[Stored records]
#####
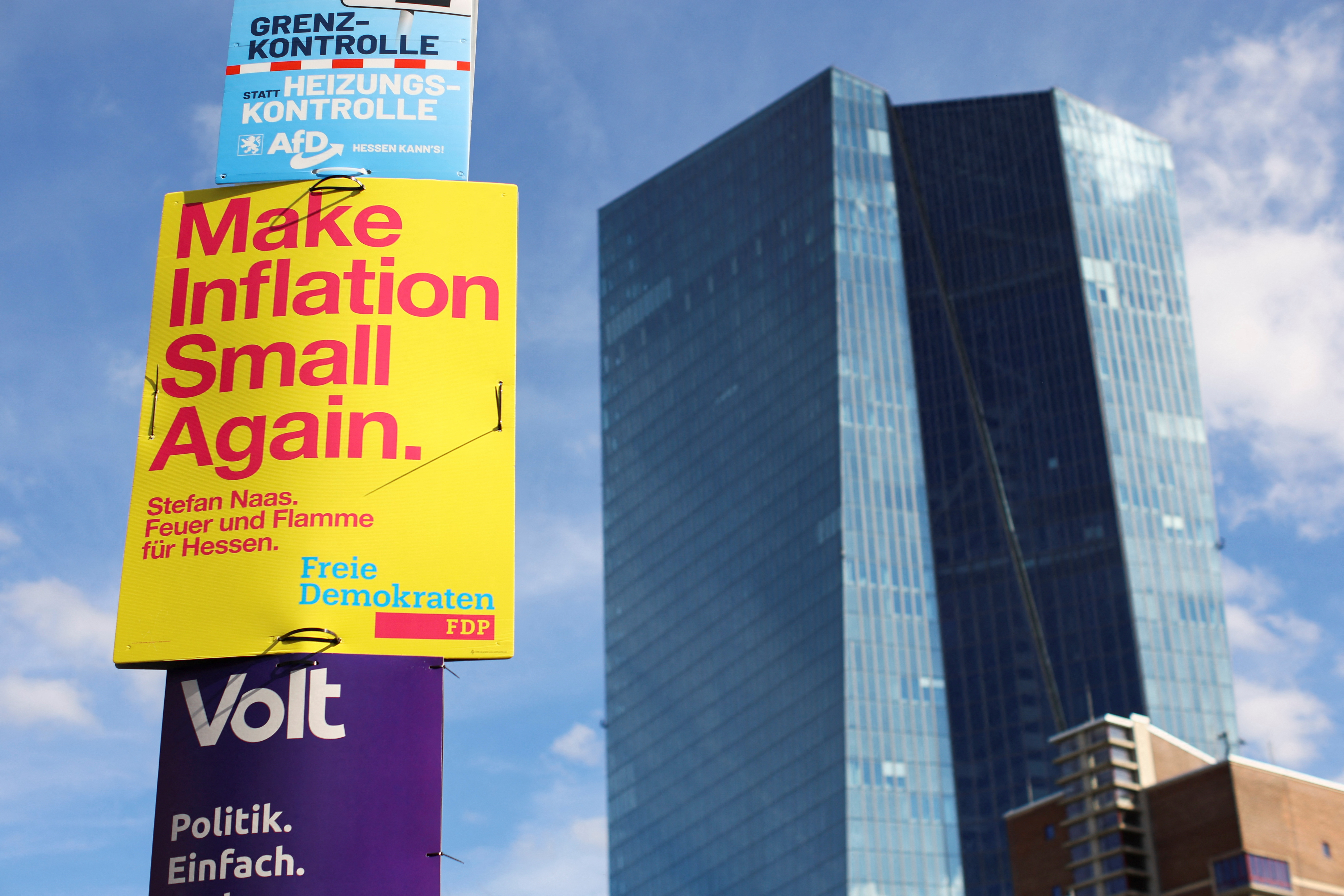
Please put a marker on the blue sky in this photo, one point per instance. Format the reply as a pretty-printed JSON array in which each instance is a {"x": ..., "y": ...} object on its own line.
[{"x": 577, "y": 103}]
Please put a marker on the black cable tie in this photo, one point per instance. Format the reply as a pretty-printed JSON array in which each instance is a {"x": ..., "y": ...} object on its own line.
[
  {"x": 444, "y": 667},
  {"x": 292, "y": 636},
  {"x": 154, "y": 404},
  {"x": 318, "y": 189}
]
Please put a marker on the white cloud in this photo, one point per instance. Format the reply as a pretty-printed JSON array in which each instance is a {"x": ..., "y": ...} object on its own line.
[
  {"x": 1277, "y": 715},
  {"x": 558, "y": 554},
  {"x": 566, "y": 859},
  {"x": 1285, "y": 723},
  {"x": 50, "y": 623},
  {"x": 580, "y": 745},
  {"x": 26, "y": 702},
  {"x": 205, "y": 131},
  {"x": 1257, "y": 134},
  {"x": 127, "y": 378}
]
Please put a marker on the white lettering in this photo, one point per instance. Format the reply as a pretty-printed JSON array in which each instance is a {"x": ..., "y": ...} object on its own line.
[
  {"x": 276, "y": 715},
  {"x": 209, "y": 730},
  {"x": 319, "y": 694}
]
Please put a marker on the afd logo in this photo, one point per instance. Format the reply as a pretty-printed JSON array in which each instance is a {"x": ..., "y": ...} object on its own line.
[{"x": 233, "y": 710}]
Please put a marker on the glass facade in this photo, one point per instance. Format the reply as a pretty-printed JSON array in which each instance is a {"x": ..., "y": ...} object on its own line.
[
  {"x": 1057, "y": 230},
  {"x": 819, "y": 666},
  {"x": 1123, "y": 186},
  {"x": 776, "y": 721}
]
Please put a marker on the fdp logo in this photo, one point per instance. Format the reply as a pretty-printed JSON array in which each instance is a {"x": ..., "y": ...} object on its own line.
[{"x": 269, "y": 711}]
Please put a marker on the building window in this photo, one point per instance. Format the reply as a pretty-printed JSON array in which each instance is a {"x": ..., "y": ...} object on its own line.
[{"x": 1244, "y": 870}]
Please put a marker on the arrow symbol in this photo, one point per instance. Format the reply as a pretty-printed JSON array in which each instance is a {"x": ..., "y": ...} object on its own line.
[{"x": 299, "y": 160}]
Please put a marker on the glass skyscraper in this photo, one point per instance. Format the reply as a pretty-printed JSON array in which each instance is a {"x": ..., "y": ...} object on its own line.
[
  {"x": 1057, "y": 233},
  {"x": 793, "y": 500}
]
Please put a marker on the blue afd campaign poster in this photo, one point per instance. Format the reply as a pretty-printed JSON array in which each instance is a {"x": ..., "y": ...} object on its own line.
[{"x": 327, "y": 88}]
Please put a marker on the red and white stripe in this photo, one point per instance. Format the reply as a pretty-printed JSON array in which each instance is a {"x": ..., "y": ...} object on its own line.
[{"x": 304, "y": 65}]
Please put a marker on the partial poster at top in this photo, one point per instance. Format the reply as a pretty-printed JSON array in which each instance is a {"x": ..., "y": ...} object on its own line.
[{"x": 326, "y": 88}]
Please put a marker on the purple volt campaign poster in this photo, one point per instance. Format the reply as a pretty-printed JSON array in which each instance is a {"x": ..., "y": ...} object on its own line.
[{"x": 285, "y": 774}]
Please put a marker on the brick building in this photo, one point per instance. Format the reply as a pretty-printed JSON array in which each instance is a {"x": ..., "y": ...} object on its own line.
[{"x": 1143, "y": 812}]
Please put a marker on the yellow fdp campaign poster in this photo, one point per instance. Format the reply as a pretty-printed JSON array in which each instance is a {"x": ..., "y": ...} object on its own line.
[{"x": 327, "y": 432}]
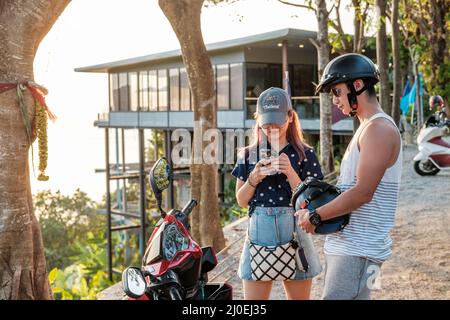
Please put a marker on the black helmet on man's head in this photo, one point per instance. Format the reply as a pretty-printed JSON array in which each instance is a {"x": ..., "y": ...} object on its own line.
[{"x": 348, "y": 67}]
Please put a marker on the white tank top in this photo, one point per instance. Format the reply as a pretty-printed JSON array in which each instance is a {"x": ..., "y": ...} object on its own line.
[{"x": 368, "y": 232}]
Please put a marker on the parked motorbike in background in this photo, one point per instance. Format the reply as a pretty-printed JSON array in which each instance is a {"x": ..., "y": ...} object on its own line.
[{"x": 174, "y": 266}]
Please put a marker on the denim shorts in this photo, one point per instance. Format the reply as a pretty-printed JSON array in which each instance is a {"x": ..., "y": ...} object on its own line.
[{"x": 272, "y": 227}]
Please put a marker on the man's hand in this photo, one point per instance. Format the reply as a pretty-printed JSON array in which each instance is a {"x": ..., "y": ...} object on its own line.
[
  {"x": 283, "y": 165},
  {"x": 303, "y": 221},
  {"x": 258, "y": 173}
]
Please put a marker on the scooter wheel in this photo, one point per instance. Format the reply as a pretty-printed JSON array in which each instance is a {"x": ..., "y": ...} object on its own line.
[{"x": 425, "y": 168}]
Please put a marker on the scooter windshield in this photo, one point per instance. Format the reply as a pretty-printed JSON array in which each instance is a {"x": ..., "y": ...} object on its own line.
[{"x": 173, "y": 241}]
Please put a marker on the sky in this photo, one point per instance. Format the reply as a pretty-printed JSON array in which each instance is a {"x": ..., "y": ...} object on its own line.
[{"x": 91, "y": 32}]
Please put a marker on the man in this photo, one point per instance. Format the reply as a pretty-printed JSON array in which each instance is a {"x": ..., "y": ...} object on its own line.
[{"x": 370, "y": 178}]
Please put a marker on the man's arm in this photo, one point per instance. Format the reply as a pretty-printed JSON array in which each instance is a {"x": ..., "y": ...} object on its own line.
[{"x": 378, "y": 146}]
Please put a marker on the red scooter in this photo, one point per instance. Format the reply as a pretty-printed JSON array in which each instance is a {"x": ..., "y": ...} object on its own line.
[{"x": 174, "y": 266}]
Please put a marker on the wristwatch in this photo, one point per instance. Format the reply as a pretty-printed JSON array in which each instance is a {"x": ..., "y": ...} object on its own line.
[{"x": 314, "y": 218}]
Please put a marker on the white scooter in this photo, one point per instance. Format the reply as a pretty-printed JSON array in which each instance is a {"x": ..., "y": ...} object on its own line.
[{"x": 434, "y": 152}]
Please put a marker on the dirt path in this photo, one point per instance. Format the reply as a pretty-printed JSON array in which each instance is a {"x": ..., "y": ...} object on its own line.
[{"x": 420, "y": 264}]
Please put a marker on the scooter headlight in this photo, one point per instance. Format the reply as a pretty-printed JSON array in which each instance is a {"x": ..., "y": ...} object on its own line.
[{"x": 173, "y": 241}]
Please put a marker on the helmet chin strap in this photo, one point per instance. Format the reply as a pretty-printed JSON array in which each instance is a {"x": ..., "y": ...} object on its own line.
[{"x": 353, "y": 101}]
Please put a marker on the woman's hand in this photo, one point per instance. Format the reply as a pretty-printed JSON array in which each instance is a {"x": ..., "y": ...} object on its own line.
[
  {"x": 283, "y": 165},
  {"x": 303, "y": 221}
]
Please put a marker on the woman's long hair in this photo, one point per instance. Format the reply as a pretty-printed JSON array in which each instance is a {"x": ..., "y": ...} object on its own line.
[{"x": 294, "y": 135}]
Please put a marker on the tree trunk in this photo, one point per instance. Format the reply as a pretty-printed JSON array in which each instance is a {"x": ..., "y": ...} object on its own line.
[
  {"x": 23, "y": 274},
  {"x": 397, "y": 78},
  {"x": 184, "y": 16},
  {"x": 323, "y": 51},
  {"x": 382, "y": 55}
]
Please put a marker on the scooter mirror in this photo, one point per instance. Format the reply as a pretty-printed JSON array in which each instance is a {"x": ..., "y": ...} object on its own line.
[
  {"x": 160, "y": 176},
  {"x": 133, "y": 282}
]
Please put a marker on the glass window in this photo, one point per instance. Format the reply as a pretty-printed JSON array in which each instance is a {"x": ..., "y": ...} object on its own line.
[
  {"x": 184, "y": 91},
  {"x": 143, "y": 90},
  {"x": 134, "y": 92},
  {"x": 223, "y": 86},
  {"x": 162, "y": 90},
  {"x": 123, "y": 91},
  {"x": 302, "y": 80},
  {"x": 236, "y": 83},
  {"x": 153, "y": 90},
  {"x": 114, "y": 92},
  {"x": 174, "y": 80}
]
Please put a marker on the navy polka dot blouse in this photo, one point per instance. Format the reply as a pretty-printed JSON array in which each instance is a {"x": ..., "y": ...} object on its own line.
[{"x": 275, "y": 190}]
#####
__WRITTEN TASK__
Copy exactly the lines from the one containing "Please put a marker on the scooter mirror" through the last line of the records, both included, and nothing else.

__FINISHED ANSWER__
Please put a marker on the scooter mirror in this photo, one point per instance. Format the reply as a pretty-printed JSON array in which each instance is a {"x": ..., "y": ...} object on its own line.
[
  {"x": 160, "y": 176},
  {"x": 133, "y": 282}
]
Please put a marker on the glass window in this photo, one point per instance. Format the reply as a pretty-printed JSON array in which each instance is a {"x": ..., "y": ...} object on its own line.
[
  {"x": 184, "y": 91},
  {"x": 143, "y": 90},
  {"x": 134, "y": 92},
  {"x": 223, "y": 86},
  {"x": 162, "y": 90},
  {"x": 123, "y": 91},
  {"x": 302, "y": 80},
  {"x": 236, "y": 83},
  {"x": 153, "y": 90},
  {"x": 114, "y": 92},
  {"x": 174, "y": 80}
]
Please put a marker on the navy polka dot blouse in this photo, one point per instance. Format the reply as a pretty-printed JSON array in which each instance is a {"x": ..., "y": ...} object on its own line.
[{"x": 275, "y": 190}]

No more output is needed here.